What is being asked:
Rescale the items from the beginning through the line containing "[318,104,520,245]", copying every line. Multiply each coordinate in the answers by 0.2 and round to whole numbers, halves up, leaving all other text as it is.

##### Listed entries #####

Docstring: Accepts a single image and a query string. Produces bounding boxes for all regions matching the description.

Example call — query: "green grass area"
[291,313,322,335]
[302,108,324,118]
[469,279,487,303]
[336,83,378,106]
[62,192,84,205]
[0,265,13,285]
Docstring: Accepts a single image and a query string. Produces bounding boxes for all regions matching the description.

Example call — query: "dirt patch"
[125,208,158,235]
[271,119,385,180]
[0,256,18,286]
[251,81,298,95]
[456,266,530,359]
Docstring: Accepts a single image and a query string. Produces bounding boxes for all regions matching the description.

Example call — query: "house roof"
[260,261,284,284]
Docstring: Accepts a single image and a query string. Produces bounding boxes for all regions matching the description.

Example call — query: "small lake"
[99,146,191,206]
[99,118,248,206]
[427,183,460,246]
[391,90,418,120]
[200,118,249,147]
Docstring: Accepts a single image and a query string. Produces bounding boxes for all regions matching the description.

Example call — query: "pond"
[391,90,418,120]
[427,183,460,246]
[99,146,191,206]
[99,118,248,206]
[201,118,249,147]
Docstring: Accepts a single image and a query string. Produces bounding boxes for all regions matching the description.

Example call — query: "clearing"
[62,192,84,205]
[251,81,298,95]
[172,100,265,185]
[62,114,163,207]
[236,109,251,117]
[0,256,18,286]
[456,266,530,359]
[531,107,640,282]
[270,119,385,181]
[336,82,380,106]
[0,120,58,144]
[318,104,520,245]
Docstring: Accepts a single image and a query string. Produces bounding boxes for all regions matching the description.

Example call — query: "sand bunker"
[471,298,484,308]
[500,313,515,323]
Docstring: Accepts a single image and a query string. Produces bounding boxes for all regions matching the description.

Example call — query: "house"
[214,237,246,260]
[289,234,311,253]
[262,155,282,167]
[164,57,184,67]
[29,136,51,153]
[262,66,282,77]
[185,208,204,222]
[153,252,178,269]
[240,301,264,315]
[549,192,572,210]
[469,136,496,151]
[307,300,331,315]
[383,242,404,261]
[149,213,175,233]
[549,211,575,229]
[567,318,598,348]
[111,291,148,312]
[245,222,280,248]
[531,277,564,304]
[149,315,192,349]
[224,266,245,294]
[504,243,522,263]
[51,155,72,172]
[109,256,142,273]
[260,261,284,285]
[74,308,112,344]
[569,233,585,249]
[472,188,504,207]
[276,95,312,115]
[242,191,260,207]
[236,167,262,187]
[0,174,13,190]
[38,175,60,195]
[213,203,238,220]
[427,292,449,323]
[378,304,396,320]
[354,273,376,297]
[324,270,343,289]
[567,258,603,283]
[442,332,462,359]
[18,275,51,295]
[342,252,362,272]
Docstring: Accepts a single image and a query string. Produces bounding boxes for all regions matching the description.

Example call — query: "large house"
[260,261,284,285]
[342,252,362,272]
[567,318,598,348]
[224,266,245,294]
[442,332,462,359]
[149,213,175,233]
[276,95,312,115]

#####

Result:
Docstring: Accepts a single image and a query string. Produces bounding boxes for all regions matching the description.

Example call — query: "green grass area"
[58,63,64,67]
[60,22,65,24]
[94,56,97,61]
[67,17,76,21]
[12,38,17,41]
[0,53,3,57]
Docstring: Accepts a single image and a query string. Produces bounding boxes for all regions matching the description.

Example call — query: "dirt patch"
[25,42,32,47]
[54,24,77,36]
[0,51,4,57]
[50,16,60,19]
[91,53,106,72]
Docstring: Accepts a single image and a query string. Produces bounding boxes for all regions matching the description.

Example call — query: "house roof"
[52,52,57,57]
Docstring: Accepts a single image and a query string. Produces bounding boxes for all regions matching the description.

Example call — query: "small lake"
[20,29,38,41]
[20,24,50,41]
[85,37,92,49]
[78,18,84,24]
[40,24,50,29]
Docstring: Accepts a single image and a query string. Produces bounding boxes for all regions matching the description.

Example call — query: "pond"
[78,18,84,24]
[85,37,92,49]
[20,29,38,41]
[20,24,50,41]
[40,24,50,29]
Docstring: Accepts a single image and a query string. Produces bounding boxes for all regions matching the description.

Example call — query: "clearing"
[12,38,17,41]
[50,16,60,19]
[34,20,53,37]
[12,23,33,41]
[47,22,50,23]
[0,51,4,57]
[91,53,106,72]
[106,21,128,56]
[54,24,77,36]
[67,16,76,21]
[0,24,12,29]
[64,21,104,49]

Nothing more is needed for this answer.